● Page excerpt:
— BEGIN —

I love taking pictures. I take pictures every single day. I pay for extra storage on my phone each month because I have 40,000+ pictures on my phone. I have a hard time letting go of pictures even if I have 45 that look the exact same. I just absolutely love them.
I always thought that the reason I loved pictures so much was because my memory isn’t great. I thought old photos helped me remember moments in my life that I loved. I’ve thought this for a really long time, but today that thought changed.
I think the reason I love taking pictures so much is because I have a really hard time living in the present moment.
I was listening to a Mel Robbins podcast episode yesterday, (which I will post below)!! Mel Robbins talks about how her family is visiting her for a few days and she was so excited to see them. But, just a moment later, she started to feel a complete different emotion. She wasn’t happy anymore, she was sad because she started to think about how they will be leaving in a few days. It made her realize that her mind tends to focus on the future and what could go wrong, which leads her to not fully enjoying the present moment. I HIGHLY recommend listening to this podcast, and a lot of her others. One of my coworkers recommended this to me and I am very blessed that she did.
Today, I am tying this into why I take so many pictures. I was going to blog about my love / hate relationship with fitness, but I changed my mind. While I was looking for transformation pictures, I started wondering why I take so many again. I said to my partner “I’m so glad that I take so many pictures, I think I do it because I tend to not live in the moment because I’m busy worrying about the problems that could happen in the future.”

— END —

● To do:
- a) In the blog post about taking pictures, how many pictures does the writer say are on their phone?
- b) Write the next part of the blog post about taking pictures, starting right after its last sentence.

● Information shown:
— BEGIN —

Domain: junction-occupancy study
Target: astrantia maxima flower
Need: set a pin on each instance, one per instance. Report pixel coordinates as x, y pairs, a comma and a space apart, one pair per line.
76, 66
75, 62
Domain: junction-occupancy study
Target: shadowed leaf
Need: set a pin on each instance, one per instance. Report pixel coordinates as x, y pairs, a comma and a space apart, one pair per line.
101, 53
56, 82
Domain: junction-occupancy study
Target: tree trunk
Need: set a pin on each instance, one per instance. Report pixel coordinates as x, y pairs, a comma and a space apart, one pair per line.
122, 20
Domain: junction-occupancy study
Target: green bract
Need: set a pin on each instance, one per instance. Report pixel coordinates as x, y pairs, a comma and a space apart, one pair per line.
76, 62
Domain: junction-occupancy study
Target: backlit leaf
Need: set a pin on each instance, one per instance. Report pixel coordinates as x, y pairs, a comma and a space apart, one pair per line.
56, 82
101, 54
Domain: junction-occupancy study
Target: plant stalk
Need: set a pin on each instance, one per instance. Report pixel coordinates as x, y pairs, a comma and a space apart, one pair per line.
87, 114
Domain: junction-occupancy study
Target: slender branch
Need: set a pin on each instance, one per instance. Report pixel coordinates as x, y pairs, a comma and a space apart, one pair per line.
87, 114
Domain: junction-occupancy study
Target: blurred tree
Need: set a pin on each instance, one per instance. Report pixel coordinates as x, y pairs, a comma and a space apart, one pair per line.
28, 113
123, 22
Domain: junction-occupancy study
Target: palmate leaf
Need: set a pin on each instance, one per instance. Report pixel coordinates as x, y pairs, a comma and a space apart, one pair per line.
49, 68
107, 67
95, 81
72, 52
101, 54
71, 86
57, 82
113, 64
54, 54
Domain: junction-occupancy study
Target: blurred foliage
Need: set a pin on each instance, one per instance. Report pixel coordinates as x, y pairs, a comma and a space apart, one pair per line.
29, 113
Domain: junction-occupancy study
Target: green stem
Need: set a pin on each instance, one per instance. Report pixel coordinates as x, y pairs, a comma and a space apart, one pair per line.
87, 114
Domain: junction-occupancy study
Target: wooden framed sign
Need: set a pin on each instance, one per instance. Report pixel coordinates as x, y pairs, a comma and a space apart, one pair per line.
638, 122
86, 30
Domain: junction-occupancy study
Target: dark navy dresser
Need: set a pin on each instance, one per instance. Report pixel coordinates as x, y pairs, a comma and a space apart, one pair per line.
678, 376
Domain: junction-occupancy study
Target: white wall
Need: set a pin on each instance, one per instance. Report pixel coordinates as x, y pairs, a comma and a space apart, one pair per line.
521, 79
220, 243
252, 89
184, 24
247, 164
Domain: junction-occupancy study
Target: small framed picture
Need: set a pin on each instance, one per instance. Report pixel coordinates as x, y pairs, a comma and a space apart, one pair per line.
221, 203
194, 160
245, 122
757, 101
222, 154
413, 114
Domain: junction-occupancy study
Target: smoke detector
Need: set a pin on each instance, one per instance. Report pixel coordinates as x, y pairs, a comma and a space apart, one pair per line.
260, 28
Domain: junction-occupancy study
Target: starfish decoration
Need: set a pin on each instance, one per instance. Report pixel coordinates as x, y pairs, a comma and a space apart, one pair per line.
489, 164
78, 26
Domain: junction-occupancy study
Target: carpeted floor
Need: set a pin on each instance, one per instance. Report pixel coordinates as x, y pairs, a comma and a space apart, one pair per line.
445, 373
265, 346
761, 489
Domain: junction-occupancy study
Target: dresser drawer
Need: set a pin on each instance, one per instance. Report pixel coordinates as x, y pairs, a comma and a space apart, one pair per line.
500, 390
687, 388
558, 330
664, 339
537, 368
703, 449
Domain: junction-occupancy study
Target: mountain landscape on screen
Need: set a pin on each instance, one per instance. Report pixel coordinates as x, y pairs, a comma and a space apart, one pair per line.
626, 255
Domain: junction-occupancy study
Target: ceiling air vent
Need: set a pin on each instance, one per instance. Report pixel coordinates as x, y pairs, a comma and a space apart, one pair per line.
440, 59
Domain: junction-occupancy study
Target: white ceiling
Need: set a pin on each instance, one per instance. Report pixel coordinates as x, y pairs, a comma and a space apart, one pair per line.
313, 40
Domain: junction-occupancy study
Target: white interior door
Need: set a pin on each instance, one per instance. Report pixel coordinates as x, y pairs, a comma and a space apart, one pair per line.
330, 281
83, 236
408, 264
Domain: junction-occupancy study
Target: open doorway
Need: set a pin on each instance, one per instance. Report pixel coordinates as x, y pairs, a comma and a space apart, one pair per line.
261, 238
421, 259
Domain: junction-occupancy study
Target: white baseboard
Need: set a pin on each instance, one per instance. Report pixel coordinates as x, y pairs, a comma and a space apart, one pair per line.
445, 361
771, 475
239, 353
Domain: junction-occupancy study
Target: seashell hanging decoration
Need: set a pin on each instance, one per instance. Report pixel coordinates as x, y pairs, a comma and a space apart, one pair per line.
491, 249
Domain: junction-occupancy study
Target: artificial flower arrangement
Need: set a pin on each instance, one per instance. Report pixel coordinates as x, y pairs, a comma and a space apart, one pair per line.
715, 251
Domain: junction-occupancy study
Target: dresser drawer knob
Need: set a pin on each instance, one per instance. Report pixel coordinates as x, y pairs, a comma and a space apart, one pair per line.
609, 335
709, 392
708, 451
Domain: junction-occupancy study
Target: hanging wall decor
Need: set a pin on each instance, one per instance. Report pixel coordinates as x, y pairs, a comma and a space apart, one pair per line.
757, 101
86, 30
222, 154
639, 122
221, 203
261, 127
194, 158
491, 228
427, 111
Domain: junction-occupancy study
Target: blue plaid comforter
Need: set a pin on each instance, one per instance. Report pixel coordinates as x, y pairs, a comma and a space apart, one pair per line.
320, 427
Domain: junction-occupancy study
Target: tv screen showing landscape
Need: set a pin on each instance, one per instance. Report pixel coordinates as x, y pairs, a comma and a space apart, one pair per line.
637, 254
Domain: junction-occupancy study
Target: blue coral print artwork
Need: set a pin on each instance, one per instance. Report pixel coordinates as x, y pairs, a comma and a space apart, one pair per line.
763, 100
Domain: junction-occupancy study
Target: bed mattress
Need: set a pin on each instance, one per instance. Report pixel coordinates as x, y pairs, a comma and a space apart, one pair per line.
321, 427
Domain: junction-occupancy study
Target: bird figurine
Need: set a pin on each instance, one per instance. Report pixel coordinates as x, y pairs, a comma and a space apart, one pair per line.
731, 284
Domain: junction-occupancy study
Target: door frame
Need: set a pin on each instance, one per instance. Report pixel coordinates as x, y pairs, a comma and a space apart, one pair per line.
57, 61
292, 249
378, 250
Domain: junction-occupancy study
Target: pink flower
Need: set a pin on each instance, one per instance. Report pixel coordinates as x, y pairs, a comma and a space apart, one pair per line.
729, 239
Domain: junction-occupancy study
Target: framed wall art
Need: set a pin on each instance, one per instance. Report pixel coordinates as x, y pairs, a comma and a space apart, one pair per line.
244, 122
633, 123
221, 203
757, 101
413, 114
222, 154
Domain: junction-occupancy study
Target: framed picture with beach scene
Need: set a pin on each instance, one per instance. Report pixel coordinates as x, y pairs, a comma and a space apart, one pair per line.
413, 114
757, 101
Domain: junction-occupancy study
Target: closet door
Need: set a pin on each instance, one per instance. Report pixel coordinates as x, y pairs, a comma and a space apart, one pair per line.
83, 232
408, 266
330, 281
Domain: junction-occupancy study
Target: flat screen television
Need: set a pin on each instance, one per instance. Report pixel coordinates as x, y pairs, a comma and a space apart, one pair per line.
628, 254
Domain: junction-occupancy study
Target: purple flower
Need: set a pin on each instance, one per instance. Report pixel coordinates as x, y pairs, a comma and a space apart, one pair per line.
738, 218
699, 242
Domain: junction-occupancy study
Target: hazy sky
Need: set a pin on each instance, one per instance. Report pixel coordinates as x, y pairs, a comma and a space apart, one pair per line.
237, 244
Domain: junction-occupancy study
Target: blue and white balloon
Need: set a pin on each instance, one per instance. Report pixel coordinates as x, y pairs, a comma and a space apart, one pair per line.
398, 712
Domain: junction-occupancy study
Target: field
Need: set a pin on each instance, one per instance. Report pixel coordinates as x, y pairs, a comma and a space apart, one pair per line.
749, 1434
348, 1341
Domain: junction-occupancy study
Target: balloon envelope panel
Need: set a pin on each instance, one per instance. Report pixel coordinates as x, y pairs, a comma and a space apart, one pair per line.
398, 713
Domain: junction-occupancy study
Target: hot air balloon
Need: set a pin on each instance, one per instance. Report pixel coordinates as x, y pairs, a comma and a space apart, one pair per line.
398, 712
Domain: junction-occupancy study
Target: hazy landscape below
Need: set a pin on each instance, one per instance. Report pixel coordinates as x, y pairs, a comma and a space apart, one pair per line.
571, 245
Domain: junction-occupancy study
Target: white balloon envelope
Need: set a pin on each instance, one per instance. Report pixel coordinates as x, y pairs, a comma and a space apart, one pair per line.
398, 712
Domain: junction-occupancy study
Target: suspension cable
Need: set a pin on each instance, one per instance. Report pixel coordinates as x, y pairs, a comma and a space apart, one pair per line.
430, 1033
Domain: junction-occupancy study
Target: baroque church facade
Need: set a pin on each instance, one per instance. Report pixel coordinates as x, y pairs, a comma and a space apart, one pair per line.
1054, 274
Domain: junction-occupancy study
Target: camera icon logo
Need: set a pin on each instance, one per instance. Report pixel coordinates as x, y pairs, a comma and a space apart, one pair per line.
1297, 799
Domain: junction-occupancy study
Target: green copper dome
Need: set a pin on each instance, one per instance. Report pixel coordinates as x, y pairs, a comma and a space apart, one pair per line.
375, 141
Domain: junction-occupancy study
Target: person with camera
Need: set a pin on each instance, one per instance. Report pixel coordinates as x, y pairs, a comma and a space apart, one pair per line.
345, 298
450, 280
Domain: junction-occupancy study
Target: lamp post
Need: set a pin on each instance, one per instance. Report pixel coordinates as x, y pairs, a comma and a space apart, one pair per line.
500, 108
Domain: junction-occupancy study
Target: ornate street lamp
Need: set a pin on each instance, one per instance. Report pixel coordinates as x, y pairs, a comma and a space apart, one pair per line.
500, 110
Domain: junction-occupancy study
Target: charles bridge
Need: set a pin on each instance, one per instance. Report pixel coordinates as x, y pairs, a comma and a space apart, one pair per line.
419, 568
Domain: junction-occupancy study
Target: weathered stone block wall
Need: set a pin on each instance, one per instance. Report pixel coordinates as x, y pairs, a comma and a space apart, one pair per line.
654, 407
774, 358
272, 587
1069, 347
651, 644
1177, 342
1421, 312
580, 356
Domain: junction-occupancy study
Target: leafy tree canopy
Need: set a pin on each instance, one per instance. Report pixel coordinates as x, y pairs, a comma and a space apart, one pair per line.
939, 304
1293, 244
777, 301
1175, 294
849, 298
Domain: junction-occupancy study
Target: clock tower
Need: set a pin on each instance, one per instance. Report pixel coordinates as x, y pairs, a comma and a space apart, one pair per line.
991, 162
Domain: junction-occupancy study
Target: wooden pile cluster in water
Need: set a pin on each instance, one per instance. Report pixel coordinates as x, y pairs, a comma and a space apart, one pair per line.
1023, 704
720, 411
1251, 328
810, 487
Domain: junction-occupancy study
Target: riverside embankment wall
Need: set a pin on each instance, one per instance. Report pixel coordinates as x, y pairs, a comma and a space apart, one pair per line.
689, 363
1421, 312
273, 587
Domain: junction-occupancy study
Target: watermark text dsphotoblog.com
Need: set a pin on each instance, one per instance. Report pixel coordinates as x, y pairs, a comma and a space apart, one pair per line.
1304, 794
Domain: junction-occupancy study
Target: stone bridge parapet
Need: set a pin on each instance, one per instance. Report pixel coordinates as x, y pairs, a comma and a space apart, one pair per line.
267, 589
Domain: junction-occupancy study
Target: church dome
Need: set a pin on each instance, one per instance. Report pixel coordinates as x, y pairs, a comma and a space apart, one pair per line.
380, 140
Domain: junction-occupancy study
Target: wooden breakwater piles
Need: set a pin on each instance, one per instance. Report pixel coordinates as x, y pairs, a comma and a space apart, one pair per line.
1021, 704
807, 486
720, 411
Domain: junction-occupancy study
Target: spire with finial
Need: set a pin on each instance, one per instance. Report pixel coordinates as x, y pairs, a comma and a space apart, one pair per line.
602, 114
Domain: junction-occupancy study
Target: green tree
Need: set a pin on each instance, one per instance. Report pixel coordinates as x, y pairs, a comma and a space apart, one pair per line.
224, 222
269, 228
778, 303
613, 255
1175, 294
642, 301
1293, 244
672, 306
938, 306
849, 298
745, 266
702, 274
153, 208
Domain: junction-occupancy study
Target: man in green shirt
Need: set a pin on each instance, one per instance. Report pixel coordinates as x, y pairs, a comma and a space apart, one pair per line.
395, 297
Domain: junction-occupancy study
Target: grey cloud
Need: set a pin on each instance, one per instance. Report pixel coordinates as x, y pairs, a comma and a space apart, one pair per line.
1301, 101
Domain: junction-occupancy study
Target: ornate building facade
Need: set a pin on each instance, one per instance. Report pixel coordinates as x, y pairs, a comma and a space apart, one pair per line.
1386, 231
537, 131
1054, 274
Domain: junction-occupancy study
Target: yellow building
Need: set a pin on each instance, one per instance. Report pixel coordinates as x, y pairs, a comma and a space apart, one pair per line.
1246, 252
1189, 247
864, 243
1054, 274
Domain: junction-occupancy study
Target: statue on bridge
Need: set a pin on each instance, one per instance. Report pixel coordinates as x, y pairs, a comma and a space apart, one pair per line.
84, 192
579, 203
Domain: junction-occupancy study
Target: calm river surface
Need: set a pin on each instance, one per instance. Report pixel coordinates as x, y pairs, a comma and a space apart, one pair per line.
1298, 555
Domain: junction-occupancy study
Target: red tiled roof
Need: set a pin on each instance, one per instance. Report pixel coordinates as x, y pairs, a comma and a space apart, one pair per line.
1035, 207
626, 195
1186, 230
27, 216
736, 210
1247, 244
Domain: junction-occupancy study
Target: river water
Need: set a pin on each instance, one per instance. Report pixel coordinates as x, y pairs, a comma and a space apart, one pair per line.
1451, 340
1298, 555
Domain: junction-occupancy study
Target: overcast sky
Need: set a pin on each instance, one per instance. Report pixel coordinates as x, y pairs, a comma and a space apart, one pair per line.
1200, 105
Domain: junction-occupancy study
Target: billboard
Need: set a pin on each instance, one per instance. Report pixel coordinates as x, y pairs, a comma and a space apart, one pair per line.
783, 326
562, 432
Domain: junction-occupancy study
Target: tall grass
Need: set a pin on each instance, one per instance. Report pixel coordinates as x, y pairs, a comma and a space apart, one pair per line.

— END —

● Exercise answers:
- a) More than 40,000.

- b)
That’s it. That’s why I love taking pictures. I have such a hard time being in the present moment with my loved ones, friends, family, and even my pets. I’m worrying about money, my career, my relationships, my future, the fact that that the house is a mess, the fact that I haven’t smiled in a few days, or the fact that life is so short and I’m so dissatisfied with what I am doing on a day to day basis right now.
Because my mind goes on this downward spiral about everything going wrong in my life — I struggle to just enjoy what’s happening right in front of me. I’m constantly distracted. There’s always something else on my mind that isn’t the person I’m talking with, or the pet I’m playing with, or the activity I’m trying to accomplish.
I really believe that subconsciously I take a lot of pictures because I want to be able to go back through my phone and see great moments so I can ignore the pain I’m feeling while I’m taking them. I trick my mind into thinking that my life is happy, joyful, and exciting, when in reality — the whole time I’m taking the pictures I’m feeling fear, sadness, or anxiety.
I think I do this because sometimes it’s hard to admit to myself that I am deep down, a very negative person. I have a negative narrative towards myself. This isn’t easy to admit to myself or to anyone that reads that. I usually judge people that are negative because I can feel their energy drain everyone in the room. But, the reason I judge them is because I know that my base level right now is exactly that — negative and draining.
But as hard as it is to admit it — it’s even harder living like this on a daily basis.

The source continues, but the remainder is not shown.